§ Reading text:

Plaintiff `s final objection is that he had a right to reinstatement to the Eldred day shift under 29 C.F.R. § 825.216(a)(2), which provides:
If a shift has been eliminated, or overtime has been decreased, an employee would not be entitled to return to work that shift or the original overtime hours upon restoration. However, if a position on, for example, a night shift has been filled by another employee, the employee is entitled to return to the same shift on which employed before taking FMLA leave.
Plaintiff relies on the fact that Howard Scott assumed the day shift post at Eldred. But Scott did not fill a vacancy created by a leave of absence. He assumed an entirely new post that was established months before Plaintiff took leave and for which Plaintiff did not apply. Thus, the second sentence of § 825.216(a)(2) has no application here. On the contrary, Hubbard falls within the first sentence — his shift was eliminated — and the District was not obligated to have him work the first shift at Eldred.

§ Extracted material:
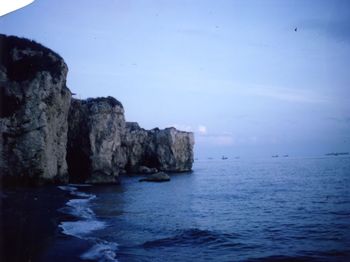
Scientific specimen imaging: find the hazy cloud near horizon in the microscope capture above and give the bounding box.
[0,0,350,157]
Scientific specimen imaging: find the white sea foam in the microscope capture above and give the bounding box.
[59,185,118,262]
[58,186,78,193]
[59,220,106,238]
[69,184,91,187]
[80,241,118,262]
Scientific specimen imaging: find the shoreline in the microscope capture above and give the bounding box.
[0,185,90,261]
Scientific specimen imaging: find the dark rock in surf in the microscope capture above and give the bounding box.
[139,172,170,182]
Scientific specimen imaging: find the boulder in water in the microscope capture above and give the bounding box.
[139,172,170,182]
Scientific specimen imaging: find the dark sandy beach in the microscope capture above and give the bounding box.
[0,186,88,262]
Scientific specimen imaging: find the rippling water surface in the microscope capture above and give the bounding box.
[60,157,350,261]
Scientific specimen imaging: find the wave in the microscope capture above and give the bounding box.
[59,220,106,239]
[80,241,118,262]
[58,184,118,262]
[142,228,243,248]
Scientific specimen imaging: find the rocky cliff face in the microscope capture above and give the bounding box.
[0,35,194,183]
[0,35,71,182]
[67,97,126,183]
[125,123,194,172]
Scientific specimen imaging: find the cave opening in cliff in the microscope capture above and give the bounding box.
[67,147,91,183]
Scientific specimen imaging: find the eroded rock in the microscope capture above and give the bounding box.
[0,35,71,183]
[67,97,126,183]
[139,172,170,182]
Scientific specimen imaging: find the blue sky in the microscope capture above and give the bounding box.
[0,0,350,157]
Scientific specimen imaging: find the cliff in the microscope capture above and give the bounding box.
[0,35,71,183]
[0,35,194,183]
[67,97,126,183]
[125,123,194,172]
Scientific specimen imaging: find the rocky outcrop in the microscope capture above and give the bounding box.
[67,97,126,183]
[0,35,71,183]
[0,35,194,183]
[139,172,170,182]
[125,123,194,172]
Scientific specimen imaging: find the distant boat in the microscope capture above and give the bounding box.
[326,152,349,156]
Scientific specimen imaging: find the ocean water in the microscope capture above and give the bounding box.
[59,157,350,261]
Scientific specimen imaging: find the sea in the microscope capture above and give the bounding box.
[30,156,350,261]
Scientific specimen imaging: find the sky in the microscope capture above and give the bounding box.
[0,0,350,158]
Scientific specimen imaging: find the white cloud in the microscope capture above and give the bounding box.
[198,125,207,135]
[171,124,193,132]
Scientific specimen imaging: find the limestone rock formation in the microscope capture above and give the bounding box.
[0,34,194,183]
[0,35,71,183]
[67,97,126,183]
[125,122,194,172]
[139,172,170,182]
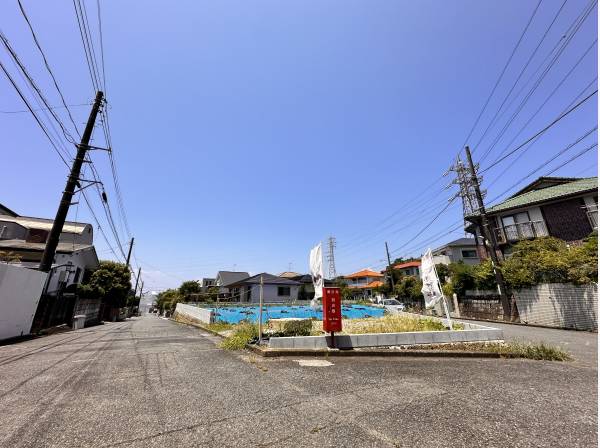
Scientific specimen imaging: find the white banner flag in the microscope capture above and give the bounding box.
[309,243,323,301]
[421,249,444,308]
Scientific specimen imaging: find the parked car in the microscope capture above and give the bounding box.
[381,299,406,313]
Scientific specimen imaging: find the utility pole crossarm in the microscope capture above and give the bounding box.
[38,91,104,272]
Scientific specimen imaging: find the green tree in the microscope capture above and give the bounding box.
[394,275,423,302]
[179,280,202,301]
[298,284,308,300]
[156,289,181,313]
[77,261,131,308]
[502,234,598,289]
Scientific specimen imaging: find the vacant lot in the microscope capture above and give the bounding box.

§ Activity:
Continue the passage about the plaintiff's claim to reinstatement under 29 C.F.R. § 825.216(a)(2), starting after its final sentence.

§ Output below:
ACCORDINGLY, IT IS HEREBY ORDERED THAT:
1. The Report and Recommendation of Magistrate Judge Mannion is ADOPTED.
2. Defendant's Motion for Summary Judgment (Dkt. Entry 13) is GRANTED.
3. The Clerk of Court is directed to enter judgment in favor of Defendant and against Plaintiff.
4. The Clerk of Court is further directed to mark this matter CLOSED.